抜粋本文:
奄美の旅(第1回)

(6)龍郷町
@西郷隆盛のいた場所
先ほど曲がり損ねた県道に入ると,目の前には断崖。いくらもしないうちに断崖を縫うように海沿いの道になる。その海もあっという間に見えなくなり,山の中。救いは道が舗装されているところ。坂道に食傷気味であることは先ほどから書いているが,しばらく経つと,私の気持ちを察したか,道はほぼ平坦となってくれる。
20分ほど走ったか,秋名(あきな)集落という所に入る。県道から少し入ったところに,定番の共同店+αwithバス停。バスは1日7便。思ったほか多い。集落の出口には「スーパー和」という共同店よりもデカいのがあった。ここいらでは割と大きめな集落に当たるのだろう。秋名から先はしばらく左に典型的な遠浅の海を見て走る。天気もよいし,たまに車が停車して見物しているが,私は通り過ぎて北に進んでいく。
13時40分,西郷南洲流謫地跡(さいごうなんしゅうるたくちあと)。西郷南洲こと西郷隆盛が住んでいた旧宅だ。龍郷集落の入口に大きな看板があり,しばらく集落を進むが,その場所は集落の中に紛れて分かりにくい。鉄柵があってその脇に表札でその旨書いてあるだけなので,見逃すこと必至である。中にはよく茂った樹木と,古い藁葺きの民家,石碑がある。石碑は残念ながら字が読めない。何とも不親切。

課題:
**1)** 上の抜粋本文で、西郷南洲流謫地跡の中にあると書かれているものをすべて挙げてください。
**2)** 次の(a)〜(c)がそれぞれ抜粋本文の内容と合っているかどうかを、はいかいいえで答えてください。判断の根拠となる本文の言葉もそのまま引用してください。
(a) 秋名集落のバス停に来るバスは1日7便である。
(b) 西郷南洲流謫地跡の石碑の字は読むことができる。
(c) 秋名から先は、しばらく右手に遠浅の海を見ながら走る。
**3)** 抜粋本文のうち、「13時40分,西郷南洲流謫地」に始まり「字が読めない。何とも不親切。」で終わるまでの部分を、一字も変えずにすべて抜き出してください。

提供資料:
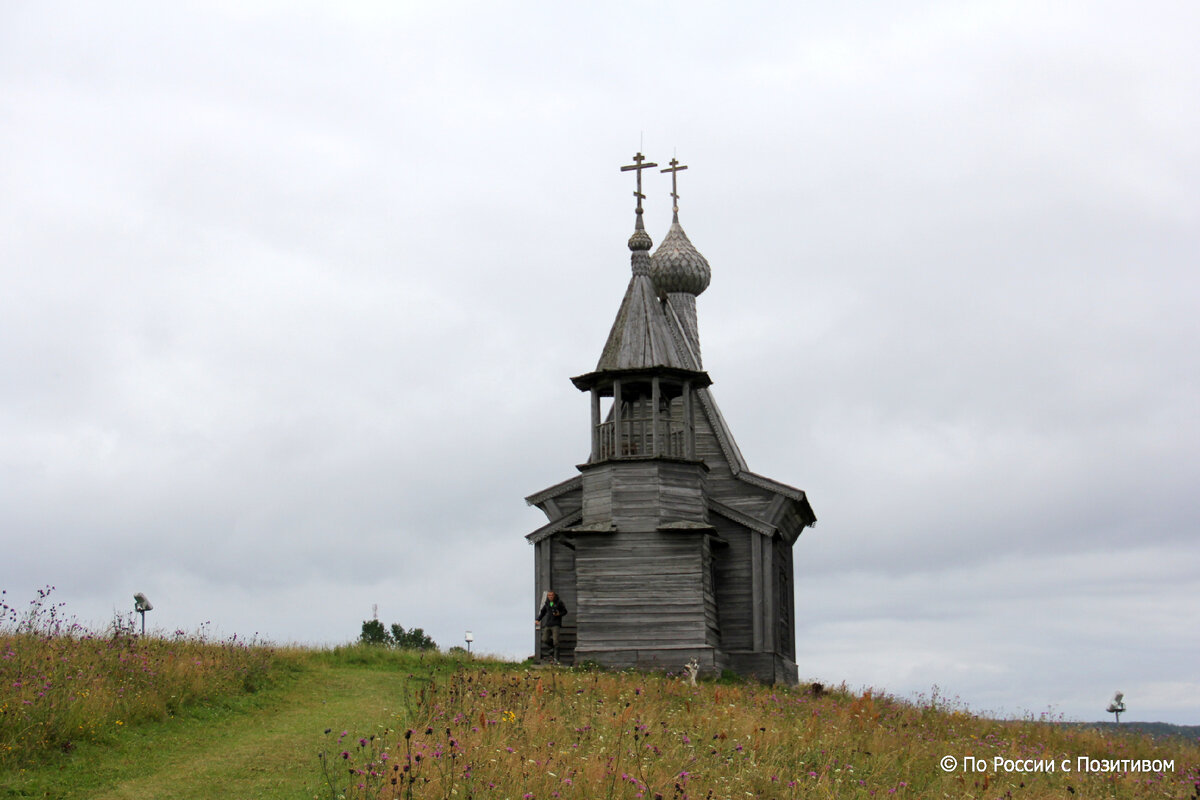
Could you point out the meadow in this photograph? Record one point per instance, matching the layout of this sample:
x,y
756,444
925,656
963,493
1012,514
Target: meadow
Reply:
x,y
119,715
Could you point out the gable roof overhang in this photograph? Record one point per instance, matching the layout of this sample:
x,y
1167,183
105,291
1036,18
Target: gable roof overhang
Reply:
x,y
552,492
555,527
601,378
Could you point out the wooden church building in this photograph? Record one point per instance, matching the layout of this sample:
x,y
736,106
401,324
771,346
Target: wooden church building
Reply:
x,y
666,547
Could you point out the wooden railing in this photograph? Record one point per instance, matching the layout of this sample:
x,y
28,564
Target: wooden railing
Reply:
x,y
636,438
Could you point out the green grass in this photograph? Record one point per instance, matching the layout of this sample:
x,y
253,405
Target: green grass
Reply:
x,y
466,728
257,745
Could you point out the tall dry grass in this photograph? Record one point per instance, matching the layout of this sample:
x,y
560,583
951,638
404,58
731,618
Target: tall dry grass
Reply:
x,y
549,734
61,684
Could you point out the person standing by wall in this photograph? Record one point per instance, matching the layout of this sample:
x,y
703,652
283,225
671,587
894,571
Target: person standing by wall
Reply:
x,y
550,619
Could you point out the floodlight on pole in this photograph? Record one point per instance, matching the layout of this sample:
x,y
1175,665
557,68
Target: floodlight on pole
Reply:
x,y
1117,705
141,605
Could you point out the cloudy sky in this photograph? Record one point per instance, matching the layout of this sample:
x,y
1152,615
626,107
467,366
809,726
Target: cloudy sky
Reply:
x,y
292,293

課題の解答:
**1)**
よく茂った樹木
古い藁葺きの民家
石碑

**2)**
(a) はい。「バスは1日7便。」
(b) いいえ。「石碑は残念ながら字が読めない。」
(c) いいえ。「秋名から先はしばらく左に典型的な遠浅の海を見て走る。」

**3)**
13時40分,西郷南洲流謫地跡(さいごうなんしゅうるたくちあと)。西郷南洲こと西郷隆盛が住んでいた旧宅だ。龍郷集落の入口に大きな看板があり,しばらく集落を進むが,その場所は集落の中に紛れて分かりにくい。鉄柵があってその脇に表札でその旨書いてあるだけなので,見逃すこと必至である。中にはよく茂った樹木と,古い藁葺きの民家,石碑がある。石碑は残念ながら字が読めない。何とも不親切。